Passage shown

# Maternity leave rights for surrogacy - coming into force April 2015



## NatGamble (Mar 1, 2007)

Hoorah! The Bill has been given Royal Assent and the government seems to be saying that the new maternity leave rights for parents through surrogacy will be coming into force in April 2015
https://www.gov.uk/government/news/landmark-children-and-families-act-2014-gains-royal-assent
Great news - won't be long.


----------



## ♥JJ1♥ (Feb 11, 2006)

Fantastic Natalie for all your hard work and campaigning! Parents on the same footing as birth and adoptive parents!!


----------



## Tye (Aug 25, 2012)

Fantastic news....now the UK government need to fix up and speed up the process for IPs who are unable to do surrogacy in the UK because of eligibility and waiting lists ,so opt to try overseas for the baby they dream of...only to face 16weeks of game playing to gain their baby whose father is British a passport! Babies gain their citizenship for this process in 24 hours and parents are sent notification of the process and updates.This tracking needs to be available for the passport process too,as no notification is available until your 16 weeks are up.This is totally unacceptable,especially when you are overseas and all you have is a constantly engaged phone number to contact and then when you finally get through you are told you will get some kind of notification through email in 72 hours that never arrives! The UK government are fully aware that at least one parent will have work commitments and will also be unable to fund this process if they are not working...so new families who have longed for a baby will have to separated until their baby's passport arrives.Their needs to be a campaign to change this process.I have personally  spoken to my local MP,but even he is facing a closed door.

Your tasks
- A) In the forum thread on surrogacy maternity leave, why does the poster Tye say new families will have to be separated until their baby's passport arrives?
- B) Please carry the forum thread on surrogacy maternity leave forward from its final post.

Records provided
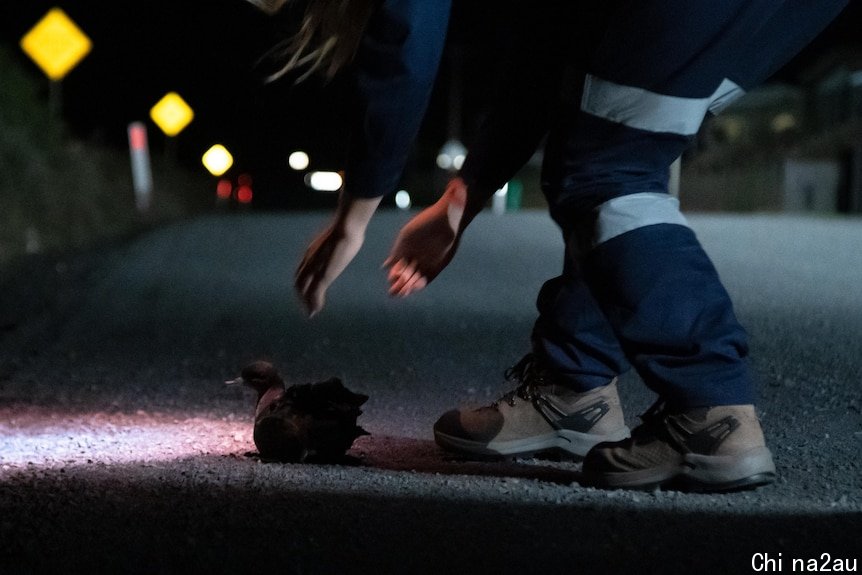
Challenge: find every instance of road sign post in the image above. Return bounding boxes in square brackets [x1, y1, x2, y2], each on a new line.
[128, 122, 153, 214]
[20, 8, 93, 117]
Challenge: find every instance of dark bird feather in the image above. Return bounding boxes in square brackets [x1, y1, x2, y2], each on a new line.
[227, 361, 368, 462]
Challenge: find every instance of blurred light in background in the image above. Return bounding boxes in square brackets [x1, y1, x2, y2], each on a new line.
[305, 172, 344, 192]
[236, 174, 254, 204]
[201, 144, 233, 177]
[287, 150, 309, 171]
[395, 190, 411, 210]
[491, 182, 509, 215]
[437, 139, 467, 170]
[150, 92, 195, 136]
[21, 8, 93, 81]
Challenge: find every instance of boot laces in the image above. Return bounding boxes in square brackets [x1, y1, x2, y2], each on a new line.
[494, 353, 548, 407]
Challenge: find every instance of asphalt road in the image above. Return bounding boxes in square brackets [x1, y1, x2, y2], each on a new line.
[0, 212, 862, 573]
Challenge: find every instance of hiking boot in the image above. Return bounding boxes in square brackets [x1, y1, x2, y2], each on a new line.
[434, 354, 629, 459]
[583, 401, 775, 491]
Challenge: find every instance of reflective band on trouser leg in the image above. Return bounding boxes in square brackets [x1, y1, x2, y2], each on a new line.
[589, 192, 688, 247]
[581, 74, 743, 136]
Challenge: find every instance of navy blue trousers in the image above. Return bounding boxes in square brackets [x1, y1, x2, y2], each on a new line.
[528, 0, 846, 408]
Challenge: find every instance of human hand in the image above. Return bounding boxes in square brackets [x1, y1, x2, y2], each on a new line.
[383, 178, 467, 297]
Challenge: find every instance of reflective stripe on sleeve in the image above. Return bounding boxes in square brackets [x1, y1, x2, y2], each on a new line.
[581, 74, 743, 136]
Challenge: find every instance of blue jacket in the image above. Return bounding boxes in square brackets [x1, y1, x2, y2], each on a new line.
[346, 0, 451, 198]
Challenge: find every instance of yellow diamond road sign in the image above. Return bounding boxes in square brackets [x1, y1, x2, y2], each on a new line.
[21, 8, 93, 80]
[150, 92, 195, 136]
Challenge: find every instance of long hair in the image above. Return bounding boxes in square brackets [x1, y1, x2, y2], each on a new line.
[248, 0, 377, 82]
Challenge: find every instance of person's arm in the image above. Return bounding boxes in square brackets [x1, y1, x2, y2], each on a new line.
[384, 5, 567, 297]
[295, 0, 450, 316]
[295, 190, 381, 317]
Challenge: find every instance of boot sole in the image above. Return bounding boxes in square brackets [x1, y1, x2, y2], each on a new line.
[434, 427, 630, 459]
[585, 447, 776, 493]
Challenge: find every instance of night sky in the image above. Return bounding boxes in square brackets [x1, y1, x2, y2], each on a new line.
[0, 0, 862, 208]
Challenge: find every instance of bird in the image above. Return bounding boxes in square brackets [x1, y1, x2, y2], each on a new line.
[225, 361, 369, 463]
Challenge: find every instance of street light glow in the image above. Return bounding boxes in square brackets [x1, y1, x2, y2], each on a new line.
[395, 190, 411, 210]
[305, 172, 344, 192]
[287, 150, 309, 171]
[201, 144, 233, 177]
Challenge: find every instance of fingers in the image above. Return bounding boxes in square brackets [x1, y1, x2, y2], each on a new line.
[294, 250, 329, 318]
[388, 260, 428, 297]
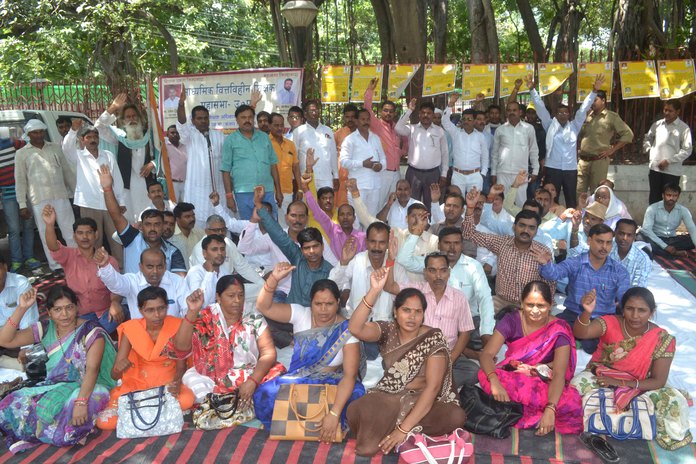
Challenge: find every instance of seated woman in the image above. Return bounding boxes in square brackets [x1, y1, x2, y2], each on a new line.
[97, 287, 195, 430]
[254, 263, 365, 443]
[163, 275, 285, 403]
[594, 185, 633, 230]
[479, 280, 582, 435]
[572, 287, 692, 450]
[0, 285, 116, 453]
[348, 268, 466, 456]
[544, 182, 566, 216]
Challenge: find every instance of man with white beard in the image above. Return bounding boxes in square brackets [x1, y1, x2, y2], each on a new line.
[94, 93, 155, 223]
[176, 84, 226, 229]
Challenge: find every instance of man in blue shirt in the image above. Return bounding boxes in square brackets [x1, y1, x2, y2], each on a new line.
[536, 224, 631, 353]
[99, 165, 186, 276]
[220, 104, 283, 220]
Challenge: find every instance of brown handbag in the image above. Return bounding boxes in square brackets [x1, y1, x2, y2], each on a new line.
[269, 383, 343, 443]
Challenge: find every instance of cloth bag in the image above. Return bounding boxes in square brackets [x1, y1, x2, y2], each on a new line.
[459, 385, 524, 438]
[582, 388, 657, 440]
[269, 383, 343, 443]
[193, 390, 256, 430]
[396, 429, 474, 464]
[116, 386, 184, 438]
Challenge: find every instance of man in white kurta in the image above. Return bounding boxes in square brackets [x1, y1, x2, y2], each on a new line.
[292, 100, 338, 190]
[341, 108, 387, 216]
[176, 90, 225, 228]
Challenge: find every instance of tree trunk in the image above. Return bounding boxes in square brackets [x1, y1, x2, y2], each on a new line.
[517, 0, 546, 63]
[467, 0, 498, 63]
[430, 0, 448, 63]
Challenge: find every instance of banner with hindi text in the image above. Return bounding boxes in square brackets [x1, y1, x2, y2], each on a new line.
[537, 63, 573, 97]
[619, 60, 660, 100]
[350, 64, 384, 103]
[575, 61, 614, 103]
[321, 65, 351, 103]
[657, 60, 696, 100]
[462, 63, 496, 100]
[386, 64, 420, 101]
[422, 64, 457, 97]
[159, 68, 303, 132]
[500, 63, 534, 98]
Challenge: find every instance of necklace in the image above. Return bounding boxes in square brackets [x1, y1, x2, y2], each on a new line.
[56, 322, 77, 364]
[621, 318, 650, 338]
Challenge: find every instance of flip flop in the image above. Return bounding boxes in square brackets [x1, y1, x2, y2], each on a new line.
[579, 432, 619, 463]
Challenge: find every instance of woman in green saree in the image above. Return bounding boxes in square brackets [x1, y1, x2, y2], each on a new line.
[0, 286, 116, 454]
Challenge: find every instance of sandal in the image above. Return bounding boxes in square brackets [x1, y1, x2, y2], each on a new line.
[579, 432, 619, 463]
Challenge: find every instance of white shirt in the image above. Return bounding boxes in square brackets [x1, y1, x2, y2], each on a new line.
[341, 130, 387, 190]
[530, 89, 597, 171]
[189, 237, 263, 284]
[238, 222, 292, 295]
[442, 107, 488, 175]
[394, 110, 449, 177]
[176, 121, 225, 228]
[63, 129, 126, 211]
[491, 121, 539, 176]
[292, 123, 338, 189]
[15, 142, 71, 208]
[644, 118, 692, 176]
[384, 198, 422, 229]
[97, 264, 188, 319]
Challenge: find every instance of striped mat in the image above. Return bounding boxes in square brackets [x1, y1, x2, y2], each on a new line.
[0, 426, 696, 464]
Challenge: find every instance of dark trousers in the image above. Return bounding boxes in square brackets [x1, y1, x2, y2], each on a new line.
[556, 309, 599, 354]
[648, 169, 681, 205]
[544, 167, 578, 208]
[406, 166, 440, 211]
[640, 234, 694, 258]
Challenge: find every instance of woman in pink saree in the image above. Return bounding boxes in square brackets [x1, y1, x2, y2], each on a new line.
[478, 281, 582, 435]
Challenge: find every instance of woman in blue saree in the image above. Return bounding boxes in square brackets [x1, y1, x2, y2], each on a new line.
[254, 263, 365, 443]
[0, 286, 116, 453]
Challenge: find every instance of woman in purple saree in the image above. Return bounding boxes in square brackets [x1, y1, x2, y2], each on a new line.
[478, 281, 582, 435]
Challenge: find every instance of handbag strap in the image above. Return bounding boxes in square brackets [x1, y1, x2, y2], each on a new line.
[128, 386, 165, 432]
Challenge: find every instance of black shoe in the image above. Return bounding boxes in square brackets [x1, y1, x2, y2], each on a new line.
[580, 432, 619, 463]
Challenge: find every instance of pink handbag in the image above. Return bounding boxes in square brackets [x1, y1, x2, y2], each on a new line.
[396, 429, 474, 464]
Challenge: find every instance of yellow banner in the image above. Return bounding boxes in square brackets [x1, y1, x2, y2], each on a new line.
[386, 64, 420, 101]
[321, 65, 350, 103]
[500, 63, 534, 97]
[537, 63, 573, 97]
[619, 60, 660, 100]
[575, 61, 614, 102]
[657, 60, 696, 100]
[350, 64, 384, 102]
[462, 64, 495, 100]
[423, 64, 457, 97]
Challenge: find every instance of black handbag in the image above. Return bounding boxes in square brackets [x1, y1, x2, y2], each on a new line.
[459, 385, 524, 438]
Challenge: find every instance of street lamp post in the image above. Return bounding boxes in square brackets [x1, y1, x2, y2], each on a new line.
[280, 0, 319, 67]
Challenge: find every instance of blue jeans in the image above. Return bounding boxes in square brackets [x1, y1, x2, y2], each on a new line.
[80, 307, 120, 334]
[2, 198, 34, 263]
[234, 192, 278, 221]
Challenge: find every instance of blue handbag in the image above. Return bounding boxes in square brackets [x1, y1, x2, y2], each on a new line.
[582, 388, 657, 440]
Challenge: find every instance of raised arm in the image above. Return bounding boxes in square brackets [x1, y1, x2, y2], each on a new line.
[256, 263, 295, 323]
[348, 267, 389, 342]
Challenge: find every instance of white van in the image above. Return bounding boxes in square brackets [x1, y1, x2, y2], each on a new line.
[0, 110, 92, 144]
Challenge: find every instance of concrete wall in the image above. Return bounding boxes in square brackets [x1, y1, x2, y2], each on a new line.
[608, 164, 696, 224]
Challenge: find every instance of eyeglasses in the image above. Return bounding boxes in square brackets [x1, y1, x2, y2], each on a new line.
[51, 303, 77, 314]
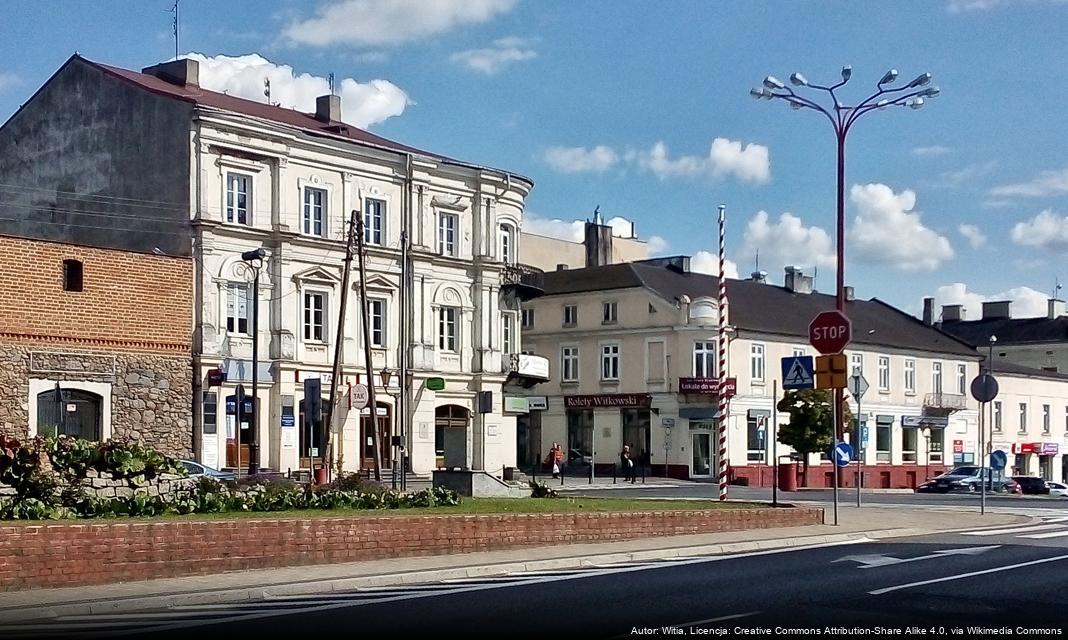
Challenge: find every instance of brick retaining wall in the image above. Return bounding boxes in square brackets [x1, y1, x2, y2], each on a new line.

Solved problems
- A) Tye says at least one parent will have work commitments. A parent who isn't working also won't be able to fund the passport process, so the family has to split up while they wait.

- B)
Is the government aware that parental order can not be done after 6months from birth and with this long wait time soon flies.If you are doing surrogacy overseas and feel as strongly about this ridiculous situation as me please contact me so that we can all try and change things and make our first few months into parenthood the stress free and joyful time it should be.x


----------



## NatGamble (Mar 1, 2007)

We agree Tye. Do you want to give me a call?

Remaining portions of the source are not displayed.